> QUOTED TEXT:
========

17.3.11

The Hold Steady at The Metro Theatre

8 March - 8:00, Sydney CBD

Pity The Hold Steady. The only reason I was even there is because the day before The Metro had ten double passes to give away over Facebook to people who could explain why they should be let in for free. I figured it was one of those competitions where you won if you put a little more thought into your answer than Because I freakin LOVE THS!

Because, I mean. If you loved them, you would've bought a ticket weeks ago. My response went
Because that one song they do, it reminds me of the time I rolled with the wrong sort of crowd, made out with the wrong sort of boys. Boys who liked to ride in my car. Boys with knives. Boys who knew what it takes to be a man.

That was a very dark time in my life. That song is totally me. If I get these tickets and they play that song, I will destroy your fine theatre from floor to high ceiling with my bare hands.
I needn't have bothered. Eight people entered. I won by default. For anyone playing at home, the song was this song.

MP3: The Hold Steady - One For The Cutters

They didn't play it.

Even with all this extra room meat in the venue, they still had to close off the back area of the theatre, drive people to the front, make the place seem more packed than it was. The show was woefully under-attended. It would have suited the Annandale Hotel, made a better show even, what with the intimacy.

The Gun Street Girls were the sole openers. None of them were girls. I get jokes. They played straight-down-the-line rock & roll from a high stage to an almost empty room. They dressed like they were The Living End, and they were from Melbourne. Lots of energy, but nobody knew who they were.

Toward the end of their last song the bassist picked up a harmonica and played some. He stopped playing bass. When they finished, he forcefully threw the harmonica onto the ground. It was then that I knew I was in the presence of a Rock Star.

========

Data excerpted from a collection
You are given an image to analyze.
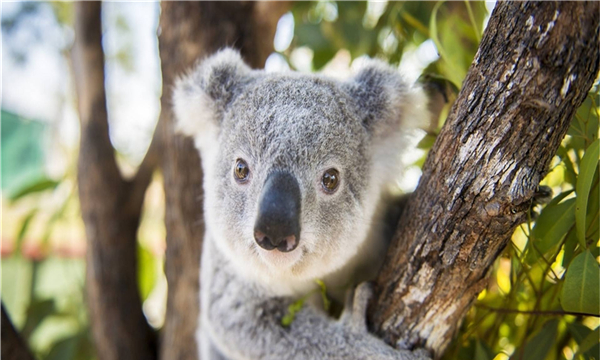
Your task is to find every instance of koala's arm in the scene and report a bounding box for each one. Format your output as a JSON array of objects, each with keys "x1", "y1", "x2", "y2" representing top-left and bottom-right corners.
[{"x1": 201, "y1": 239, "x2": 427, "y2": 360}]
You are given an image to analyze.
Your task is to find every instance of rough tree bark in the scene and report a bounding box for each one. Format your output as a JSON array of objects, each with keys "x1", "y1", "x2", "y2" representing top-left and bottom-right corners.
[
  {"x1": 158, "y1": 1, "x2": 289, "y2": 360},
  {"x1": 0, "y1": 304, "x2": 35, "y2": 360},
  {"x1": 369, "y1": 2, "x2": 600, "y2": 357},
  {"x1": 72, "y1": 2, "x2": 156, "y2": 359}
]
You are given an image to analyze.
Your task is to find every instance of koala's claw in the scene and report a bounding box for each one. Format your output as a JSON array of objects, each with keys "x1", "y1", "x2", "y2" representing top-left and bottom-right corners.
[{"x1": 340, "y1": 282, "x2": 373, "y2": 332}]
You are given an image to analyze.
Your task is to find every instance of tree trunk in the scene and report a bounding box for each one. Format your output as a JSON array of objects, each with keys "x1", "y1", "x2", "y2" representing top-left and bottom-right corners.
[
  {"x1": 158, "y1": 1, "x2": 289, "y2": 360},
  {"x1": 72, "y1": 2, "x2": 156, "y2": 359},
  {"x1": 0, "y1": 304, "x2": 35, "y2": 360},
  {"x1": 369, "y1": 2, "x2": 600, "y2": 357}
]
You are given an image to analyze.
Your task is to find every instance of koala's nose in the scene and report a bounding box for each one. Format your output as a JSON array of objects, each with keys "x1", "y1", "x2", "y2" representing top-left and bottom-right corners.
[{"x1": 254, "y1": 171, "x2": 301, "y2": 252}]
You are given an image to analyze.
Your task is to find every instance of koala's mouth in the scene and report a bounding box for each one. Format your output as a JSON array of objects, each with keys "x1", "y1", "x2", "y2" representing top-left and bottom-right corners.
[{"x1": 256, "y1": 246, "x2": 303, "y2": 270}]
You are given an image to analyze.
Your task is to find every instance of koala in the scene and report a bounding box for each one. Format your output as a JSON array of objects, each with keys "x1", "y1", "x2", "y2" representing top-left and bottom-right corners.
[{"x1": 173, "y1": 49, "x2": 427, "y2": 360}]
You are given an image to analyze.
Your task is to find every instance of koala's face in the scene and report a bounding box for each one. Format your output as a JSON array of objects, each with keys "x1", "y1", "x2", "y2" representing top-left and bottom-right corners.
[{"x1": 175, "y1": 51, "x2": 426, "y2": 296}]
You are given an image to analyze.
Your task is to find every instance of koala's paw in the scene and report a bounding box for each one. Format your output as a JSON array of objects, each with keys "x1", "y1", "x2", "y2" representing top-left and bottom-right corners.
[
  {"x1": 340, "y1": 282, "x2": 373, "y2": 333},
  {"x1": 340, "y1": 282, "x2": 430, "y2": 360}
]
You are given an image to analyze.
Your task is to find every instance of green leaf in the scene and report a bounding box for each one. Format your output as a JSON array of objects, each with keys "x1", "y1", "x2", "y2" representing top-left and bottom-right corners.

========

> PROBLEM DETAILS: According to the concert review, how many people entered the Facebook giveaway for double passes?

> ANSWER FOR THE TASK: Eight people entered.